▸ Passage to read:
◆ ◆ ◆
Tournament of Champions is an American reality-based cooking television game show on Food Network hosted by Guy Fieri, with Justin Warner and Simon Majumdar as presenters. 16+ chefs who had previously won on other game shows that had aired on Food Network compete in head-to-head, timed, competitions using specified ingredients and random equipment.
The competitions take place in front of a live studio audience. Blind judging is provided by a three judge panel.

Season 1 
Season 1 began on March 3, 2020. Judges for the season included Marcus Samuelsson, Nancy Silverton, Curtis Stone, Rocco Dispirito, Jonathan Waxman,  Ming Tsai and Traci Des Jardins. The champion was Brooke Williamson.

Season 2 
Season 2 began on March 7, 2021. Judges for the season included Marcus Samuelsson, Nancy Silverton, Rocco Dispirito, Jonathan Waxman, Traci Des Jardins, Scott Conant, Alex Guarnaschelli, Cat Cora, Giada De Laurentiis and Ming Tsai. The champion was Maneet Chauhan.
◆ ◆ ◆
▸ Extracted entries:

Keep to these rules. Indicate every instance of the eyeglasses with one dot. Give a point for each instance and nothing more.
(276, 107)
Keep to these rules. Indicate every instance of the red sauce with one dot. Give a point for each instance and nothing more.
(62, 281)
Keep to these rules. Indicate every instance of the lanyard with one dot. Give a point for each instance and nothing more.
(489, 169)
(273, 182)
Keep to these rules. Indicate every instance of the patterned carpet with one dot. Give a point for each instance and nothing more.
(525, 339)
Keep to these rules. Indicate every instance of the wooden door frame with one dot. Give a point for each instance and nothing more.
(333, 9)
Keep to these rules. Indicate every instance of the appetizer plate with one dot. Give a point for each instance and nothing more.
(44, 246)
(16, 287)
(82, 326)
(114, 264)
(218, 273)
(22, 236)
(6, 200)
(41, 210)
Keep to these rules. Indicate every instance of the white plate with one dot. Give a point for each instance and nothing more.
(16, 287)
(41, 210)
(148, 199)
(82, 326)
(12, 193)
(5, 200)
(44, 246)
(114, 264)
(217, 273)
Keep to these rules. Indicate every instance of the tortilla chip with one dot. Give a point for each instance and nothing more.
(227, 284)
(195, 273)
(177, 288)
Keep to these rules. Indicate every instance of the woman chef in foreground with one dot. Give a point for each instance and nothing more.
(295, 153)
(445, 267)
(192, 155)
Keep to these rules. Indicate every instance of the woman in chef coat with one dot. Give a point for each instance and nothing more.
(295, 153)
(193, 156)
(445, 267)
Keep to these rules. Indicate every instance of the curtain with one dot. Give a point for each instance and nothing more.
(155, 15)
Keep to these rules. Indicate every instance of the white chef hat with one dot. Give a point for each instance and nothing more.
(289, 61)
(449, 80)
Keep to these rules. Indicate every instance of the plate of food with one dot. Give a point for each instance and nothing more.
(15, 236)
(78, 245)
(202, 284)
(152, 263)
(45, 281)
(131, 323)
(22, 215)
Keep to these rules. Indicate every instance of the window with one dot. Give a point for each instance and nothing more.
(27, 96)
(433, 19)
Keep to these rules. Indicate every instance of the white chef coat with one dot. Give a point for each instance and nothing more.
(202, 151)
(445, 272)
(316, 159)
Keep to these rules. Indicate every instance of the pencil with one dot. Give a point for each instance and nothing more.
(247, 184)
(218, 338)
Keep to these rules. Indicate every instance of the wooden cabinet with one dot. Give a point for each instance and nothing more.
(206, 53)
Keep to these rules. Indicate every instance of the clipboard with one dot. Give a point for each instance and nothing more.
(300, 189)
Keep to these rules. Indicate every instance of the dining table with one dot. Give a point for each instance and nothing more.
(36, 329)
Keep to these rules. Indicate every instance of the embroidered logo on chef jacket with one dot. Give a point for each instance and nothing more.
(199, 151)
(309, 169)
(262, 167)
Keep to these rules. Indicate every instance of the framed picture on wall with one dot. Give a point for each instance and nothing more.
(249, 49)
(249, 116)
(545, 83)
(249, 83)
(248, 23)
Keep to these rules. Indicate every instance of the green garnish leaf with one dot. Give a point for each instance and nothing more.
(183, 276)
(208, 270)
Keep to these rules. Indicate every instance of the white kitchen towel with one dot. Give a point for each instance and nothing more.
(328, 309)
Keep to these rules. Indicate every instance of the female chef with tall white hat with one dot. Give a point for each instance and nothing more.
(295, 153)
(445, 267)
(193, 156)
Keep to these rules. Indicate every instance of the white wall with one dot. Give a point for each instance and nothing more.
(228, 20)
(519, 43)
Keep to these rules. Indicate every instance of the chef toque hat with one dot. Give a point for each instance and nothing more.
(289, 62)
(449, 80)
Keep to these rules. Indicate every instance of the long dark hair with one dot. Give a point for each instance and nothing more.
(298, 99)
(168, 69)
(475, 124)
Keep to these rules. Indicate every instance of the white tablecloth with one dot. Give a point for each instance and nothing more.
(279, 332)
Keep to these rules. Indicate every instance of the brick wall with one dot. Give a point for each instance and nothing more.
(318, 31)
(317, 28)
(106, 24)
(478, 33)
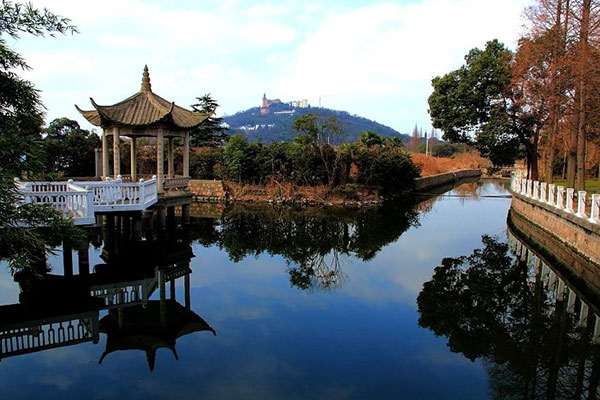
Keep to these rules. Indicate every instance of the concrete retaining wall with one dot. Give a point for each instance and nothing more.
(578, 234)
(579, 270)
(430, 182)
(205, 190)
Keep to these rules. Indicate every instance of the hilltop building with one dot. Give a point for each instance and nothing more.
(281, 108)
(267, 103)
(299, 103)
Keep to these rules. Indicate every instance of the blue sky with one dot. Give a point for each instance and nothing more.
(371, 58)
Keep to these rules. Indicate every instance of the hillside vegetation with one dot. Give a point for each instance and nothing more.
(278, 127)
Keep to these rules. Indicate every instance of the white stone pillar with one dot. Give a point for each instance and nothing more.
(104, 154)
(560, 199)
(595, 212)
(543, 195)
(186, 154)
(133, 159)
(551, 196)
(116, 153)
(569, 205)
(581, 204)
(171, 158)
(160, 159)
◆ ◆ ◆
▸ Directives:
**a.** Repeat, word for word, the part of the Tournament of Champions text from "The competitions take" to "was Brooke Williamson.".
**b.** According to the Tournament of Champions text, what qualifies the competing chefs to take part in the show?
Rely solely on the Tournament of Champions text.

▸ Solutions in order:
**a.**
The competitions take place in front of a live studio audience. Blind judging is provided by a three judge panel.

Season 1 
Season 1 began on March 3, 2020. Judges for the season included Marcus Samuelsson, Nancy Silverton, Curtis Stone, Rocco Dispirito, Jonathan Waxman,  Ming Tsai and Traci Des Jardins. The champion was Brooke Williamson.

**b.** The chefs who compete had all previously won on other game shows that aired on Food Network.